Entries supplied Block Start

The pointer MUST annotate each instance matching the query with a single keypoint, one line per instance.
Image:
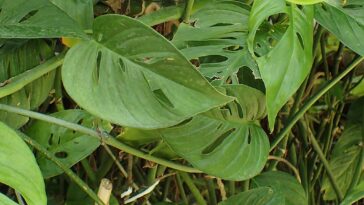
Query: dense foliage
(181, 102)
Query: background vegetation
(181, 102)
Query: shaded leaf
(130, 65)
(346, 22)
(226, 142)
(258, 196)
(68, 146)
(346, 155)
(286, 189)
(283, 77)
(36, 19)
(16, 57)
(19, 169)
(217, 39)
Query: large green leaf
(68, 146)
(346, 22)
(283, 68)
(346, 155)
(286, 189)
(36, 19)
(258, 196)
(226, 142)
(17, 57)
(217, 38)
(130, 75)
(19, 169)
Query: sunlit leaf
(132, 76)
(284, 67)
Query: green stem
(68, 171)
(322, 157)
(194, 190)
(20, 81)
(188, 11)
(312, 101)
(104, 137)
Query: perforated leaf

Entries supplied Block End

→ Problem:
Omit the pictures. Repeat the rest of the data exactly.

→ Response box:
The pointer MUST annotate each instance matching the query with a single keypoint, one line per instance.
Image:
Query: dense foliage
(181, 102)
Query: background vegetation
(181, 102)
Query: shaded leaf
(130, 65)
(346, 22)
(226, 142)
(258, 196)
(68, 146)
(346, 155)
(286, 189)
(283, 77)
(36, 19)
(16, 57)
(19, 169)
(217, 39)
Query: large green leaf
(68, 146)
(346, 22)
(283, 68)
(346, 155)
(286, 189)
(36, 19)
(258, 196)
(226, 142)
(17, 57)
(217, 38)
(130, 75)
(19, 169)
Query: sunlit leaf
(132, 76)
(284, 67)
Query: green stem
(68, 171)
(322, 157)
(194, 190)
(20, 81)
(188, 11)
(312, 101)
(104, 137)
Query: perforated leaf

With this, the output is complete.